Which lines below fall between the one containing "If you could identify the shrub" and the one containing "If you could identify the yellow-green"? Repeat them exactly, counting both of those lines, and add nothing else.

---------- Data records ----------

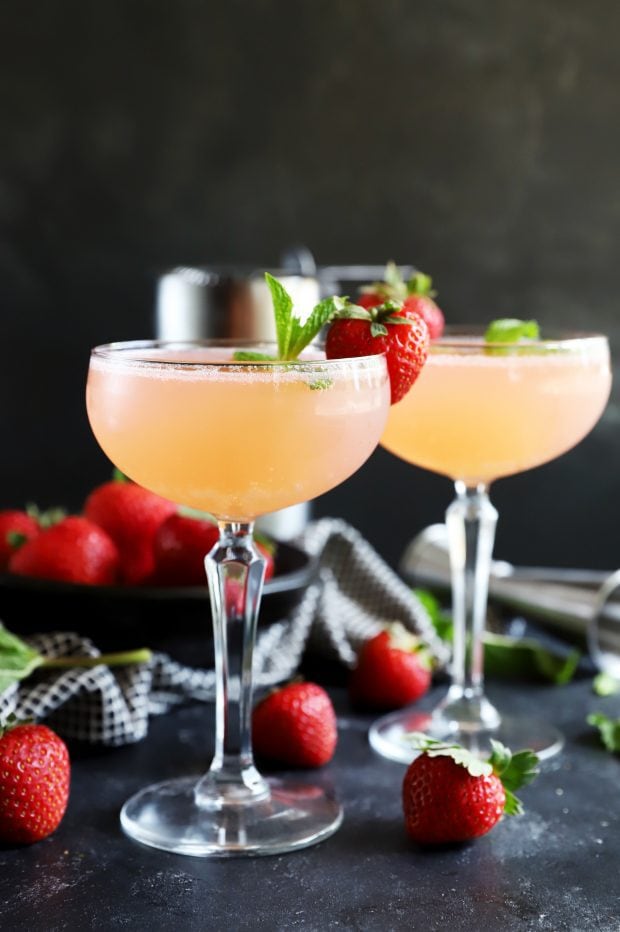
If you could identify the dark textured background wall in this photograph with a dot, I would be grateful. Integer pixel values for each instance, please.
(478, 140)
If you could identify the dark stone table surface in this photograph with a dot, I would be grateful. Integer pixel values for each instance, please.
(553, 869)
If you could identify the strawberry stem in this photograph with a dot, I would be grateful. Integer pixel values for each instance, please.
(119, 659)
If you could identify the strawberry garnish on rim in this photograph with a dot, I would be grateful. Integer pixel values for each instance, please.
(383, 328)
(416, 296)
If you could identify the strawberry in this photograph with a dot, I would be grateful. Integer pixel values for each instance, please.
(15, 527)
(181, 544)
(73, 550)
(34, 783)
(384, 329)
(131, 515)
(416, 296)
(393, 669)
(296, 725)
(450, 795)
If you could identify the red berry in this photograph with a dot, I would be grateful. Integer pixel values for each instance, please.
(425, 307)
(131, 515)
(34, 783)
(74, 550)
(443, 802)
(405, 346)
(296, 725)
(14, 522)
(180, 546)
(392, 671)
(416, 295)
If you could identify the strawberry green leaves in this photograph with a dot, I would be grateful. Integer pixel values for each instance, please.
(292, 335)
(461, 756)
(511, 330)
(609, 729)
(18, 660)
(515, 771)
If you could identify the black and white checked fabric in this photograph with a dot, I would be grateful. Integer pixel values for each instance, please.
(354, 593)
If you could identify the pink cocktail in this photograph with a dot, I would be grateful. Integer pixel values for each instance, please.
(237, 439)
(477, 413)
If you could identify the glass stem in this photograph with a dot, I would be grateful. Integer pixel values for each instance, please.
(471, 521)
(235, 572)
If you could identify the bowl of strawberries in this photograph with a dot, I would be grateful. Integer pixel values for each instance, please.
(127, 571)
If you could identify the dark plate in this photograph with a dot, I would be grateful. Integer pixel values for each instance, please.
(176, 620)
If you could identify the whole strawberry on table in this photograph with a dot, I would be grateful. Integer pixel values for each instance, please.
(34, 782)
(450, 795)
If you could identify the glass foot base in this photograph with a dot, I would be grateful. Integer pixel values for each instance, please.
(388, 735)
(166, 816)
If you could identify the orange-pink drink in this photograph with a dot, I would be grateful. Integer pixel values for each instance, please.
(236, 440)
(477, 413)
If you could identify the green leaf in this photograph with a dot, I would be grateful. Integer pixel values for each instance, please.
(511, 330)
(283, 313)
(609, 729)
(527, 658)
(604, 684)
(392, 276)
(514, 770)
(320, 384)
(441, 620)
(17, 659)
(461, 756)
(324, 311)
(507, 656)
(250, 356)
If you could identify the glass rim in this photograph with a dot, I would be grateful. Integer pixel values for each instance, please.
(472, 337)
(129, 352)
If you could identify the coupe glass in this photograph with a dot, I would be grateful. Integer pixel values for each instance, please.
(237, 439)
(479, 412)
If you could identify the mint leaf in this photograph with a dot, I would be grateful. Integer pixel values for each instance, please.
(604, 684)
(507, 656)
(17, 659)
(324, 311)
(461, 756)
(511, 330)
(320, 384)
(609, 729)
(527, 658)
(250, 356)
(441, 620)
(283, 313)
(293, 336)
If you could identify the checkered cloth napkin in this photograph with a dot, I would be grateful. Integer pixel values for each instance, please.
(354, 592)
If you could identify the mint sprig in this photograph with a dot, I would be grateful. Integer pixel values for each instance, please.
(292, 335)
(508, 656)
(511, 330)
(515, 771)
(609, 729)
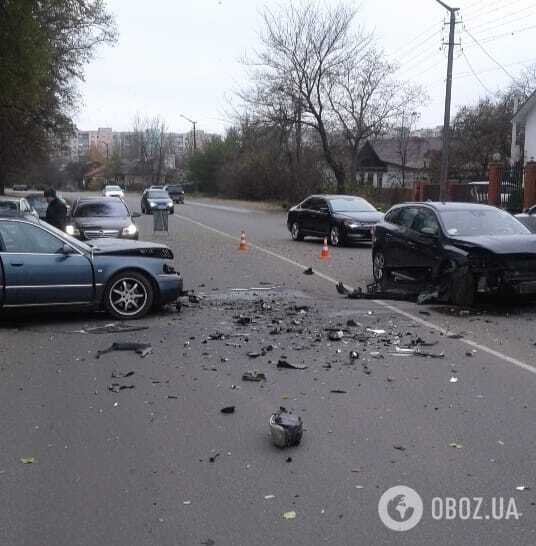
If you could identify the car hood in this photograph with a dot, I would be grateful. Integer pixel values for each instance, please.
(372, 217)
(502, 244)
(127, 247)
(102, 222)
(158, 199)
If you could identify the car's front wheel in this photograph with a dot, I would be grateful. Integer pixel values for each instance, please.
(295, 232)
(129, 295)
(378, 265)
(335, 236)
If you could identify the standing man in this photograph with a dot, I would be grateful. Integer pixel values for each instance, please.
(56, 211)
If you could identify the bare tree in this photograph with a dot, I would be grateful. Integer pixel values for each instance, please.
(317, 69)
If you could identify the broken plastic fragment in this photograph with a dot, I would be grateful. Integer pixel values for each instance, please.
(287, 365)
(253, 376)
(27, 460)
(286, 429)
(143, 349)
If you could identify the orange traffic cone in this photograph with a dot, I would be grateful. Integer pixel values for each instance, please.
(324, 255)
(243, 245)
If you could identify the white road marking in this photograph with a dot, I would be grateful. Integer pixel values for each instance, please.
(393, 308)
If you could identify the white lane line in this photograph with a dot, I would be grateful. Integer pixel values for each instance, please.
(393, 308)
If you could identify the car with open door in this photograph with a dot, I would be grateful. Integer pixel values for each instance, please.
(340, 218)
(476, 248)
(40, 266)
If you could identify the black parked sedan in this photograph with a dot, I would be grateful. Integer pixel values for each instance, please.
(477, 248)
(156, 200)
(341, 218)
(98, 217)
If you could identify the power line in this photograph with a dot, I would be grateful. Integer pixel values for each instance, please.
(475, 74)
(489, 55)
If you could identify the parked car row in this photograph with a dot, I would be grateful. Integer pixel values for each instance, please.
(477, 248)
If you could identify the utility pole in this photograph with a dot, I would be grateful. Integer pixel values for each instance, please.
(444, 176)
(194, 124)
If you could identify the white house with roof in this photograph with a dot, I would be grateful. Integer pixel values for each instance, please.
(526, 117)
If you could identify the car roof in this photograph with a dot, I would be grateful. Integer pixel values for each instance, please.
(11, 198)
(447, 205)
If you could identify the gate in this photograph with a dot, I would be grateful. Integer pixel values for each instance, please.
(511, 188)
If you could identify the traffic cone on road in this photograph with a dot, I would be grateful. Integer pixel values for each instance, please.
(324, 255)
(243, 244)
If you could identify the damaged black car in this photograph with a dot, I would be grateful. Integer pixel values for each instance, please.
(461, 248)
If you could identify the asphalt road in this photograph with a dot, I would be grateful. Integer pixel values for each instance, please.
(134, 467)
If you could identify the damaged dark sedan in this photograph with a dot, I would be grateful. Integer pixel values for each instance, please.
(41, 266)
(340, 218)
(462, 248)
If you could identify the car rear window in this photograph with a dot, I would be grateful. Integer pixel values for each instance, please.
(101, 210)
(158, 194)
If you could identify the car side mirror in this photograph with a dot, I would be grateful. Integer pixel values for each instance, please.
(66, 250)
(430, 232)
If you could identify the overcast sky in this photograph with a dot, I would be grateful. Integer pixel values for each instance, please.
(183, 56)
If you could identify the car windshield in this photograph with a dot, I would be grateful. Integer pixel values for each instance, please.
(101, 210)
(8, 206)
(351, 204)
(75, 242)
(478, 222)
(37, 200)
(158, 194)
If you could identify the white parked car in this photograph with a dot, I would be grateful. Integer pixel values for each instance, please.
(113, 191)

----------
---------- Data records ----------

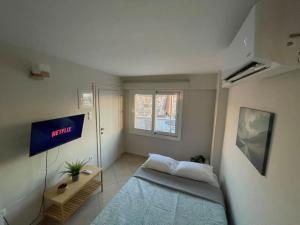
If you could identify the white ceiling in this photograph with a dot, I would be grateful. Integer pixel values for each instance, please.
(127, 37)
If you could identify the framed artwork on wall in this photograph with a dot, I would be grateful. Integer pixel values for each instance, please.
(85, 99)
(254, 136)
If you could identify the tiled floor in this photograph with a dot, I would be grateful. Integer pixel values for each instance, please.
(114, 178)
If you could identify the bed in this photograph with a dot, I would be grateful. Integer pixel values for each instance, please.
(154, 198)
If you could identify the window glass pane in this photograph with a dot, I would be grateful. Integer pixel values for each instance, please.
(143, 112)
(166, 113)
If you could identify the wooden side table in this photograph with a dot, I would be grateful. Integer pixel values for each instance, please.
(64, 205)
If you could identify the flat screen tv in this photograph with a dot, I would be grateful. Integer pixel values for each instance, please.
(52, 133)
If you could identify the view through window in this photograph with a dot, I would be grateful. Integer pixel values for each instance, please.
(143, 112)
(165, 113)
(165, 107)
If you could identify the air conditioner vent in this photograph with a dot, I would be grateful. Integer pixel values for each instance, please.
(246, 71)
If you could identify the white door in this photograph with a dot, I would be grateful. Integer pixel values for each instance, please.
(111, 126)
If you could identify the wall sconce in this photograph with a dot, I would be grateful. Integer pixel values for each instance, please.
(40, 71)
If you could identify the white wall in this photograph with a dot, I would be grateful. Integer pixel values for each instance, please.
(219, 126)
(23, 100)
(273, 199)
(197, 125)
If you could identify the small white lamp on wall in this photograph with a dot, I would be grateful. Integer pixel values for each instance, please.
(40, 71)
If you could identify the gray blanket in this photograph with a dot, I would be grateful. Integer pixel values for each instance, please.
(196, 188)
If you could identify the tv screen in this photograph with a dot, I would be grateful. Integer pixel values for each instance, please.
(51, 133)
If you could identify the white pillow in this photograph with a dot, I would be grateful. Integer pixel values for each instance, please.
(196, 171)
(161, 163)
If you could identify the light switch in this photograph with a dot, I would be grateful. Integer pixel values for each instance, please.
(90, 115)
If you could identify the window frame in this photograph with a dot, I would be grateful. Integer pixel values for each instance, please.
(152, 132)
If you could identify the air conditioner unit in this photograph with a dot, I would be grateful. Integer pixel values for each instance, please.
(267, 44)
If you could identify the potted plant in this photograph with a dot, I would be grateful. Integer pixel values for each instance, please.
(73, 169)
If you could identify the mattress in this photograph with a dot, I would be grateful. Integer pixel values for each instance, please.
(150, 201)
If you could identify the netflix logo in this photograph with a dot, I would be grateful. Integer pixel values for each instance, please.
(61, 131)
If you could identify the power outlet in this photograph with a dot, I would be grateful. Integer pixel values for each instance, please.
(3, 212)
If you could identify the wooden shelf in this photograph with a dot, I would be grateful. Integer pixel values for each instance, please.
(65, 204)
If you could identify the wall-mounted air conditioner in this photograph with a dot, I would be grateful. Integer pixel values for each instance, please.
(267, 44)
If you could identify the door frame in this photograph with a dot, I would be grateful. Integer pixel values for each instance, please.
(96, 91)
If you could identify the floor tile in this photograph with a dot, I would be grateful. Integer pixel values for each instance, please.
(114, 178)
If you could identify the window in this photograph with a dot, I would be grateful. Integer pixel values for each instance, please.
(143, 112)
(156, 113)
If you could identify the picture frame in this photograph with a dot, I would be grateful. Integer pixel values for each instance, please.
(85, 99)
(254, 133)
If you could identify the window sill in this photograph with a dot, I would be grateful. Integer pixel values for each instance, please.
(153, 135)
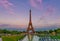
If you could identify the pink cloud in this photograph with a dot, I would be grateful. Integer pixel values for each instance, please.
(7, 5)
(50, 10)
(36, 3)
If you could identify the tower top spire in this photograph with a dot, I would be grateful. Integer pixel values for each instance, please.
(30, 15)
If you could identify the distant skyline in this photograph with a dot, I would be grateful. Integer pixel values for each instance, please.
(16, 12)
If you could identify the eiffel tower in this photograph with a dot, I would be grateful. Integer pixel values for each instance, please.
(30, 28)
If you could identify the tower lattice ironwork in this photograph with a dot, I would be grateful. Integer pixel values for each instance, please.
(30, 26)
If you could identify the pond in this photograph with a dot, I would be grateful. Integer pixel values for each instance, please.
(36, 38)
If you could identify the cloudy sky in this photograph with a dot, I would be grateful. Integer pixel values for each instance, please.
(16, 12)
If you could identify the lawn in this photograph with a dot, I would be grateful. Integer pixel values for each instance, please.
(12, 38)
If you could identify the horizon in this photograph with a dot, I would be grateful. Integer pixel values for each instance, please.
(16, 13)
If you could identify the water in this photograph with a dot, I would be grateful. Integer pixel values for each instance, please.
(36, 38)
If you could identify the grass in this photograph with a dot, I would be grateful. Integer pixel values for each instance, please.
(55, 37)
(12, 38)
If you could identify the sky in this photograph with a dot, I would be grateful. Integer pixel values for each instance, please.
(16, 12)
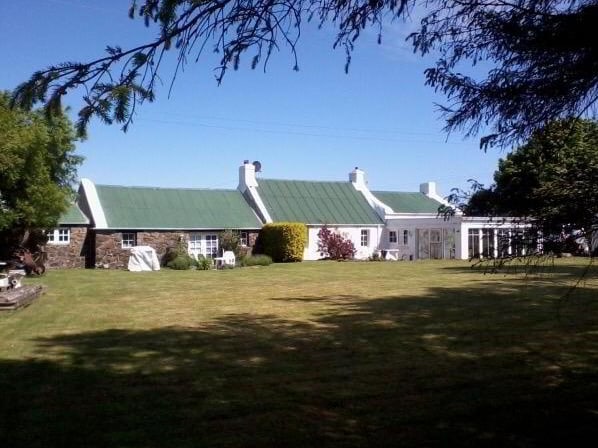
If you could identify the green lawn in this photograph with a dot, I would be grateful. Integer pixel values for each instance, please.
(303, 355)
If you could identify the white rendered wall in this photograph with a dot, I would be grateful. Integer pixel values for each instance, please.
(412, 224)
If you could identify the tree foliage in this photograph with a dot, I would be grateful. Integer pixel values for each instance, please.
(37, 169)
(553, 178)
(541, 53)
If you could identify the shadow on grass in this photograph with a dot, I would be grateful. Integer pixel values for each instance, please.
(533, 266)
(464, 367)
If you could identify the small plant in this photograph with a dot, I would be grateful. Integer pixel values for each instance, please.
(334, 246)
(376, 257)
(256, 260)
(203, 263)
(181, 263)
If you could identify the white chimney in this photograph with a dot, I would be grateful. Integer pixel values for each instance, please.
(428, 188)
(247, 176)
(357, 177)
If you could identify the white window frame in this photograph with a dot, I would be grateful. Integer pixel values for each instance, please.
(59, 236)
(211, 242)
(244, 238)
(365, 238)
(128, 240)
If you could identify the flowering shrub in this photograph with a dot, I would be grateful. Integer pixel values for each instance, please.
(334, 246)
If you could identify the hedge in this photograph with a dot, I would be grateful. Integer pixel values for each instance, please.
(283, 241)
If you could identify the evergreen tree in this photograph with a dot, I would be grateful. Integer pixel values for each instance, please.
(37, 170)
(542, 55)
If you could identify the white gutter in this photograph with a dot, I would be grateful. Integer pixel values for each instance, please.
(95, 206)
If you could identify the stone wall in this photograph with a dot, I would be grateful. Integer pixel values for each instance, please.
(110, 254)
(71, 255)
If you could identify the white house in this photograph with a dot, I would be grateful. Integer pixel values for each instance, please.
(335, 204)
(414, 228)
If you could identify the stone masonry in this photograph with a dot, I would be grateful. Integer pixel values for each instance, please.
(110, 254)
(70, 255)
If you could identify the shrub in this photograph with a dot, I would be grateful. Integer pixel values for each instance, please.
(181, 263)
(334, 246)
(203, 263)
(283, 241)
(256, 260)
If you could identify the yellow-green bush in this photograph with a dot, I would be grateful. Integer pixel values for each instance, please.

----------

## Solution
If you could identify the shrub in this photograph with a dot, I would be grateful. Integer pixel values for each instance, please.
(181, 263)
(334, 246)
(203, 263)
(283, 241)
(256, 260)
If you could identify the yellow-green bush in this photograph with a dot, I would be grateful. Integer pixel values for each instance, please.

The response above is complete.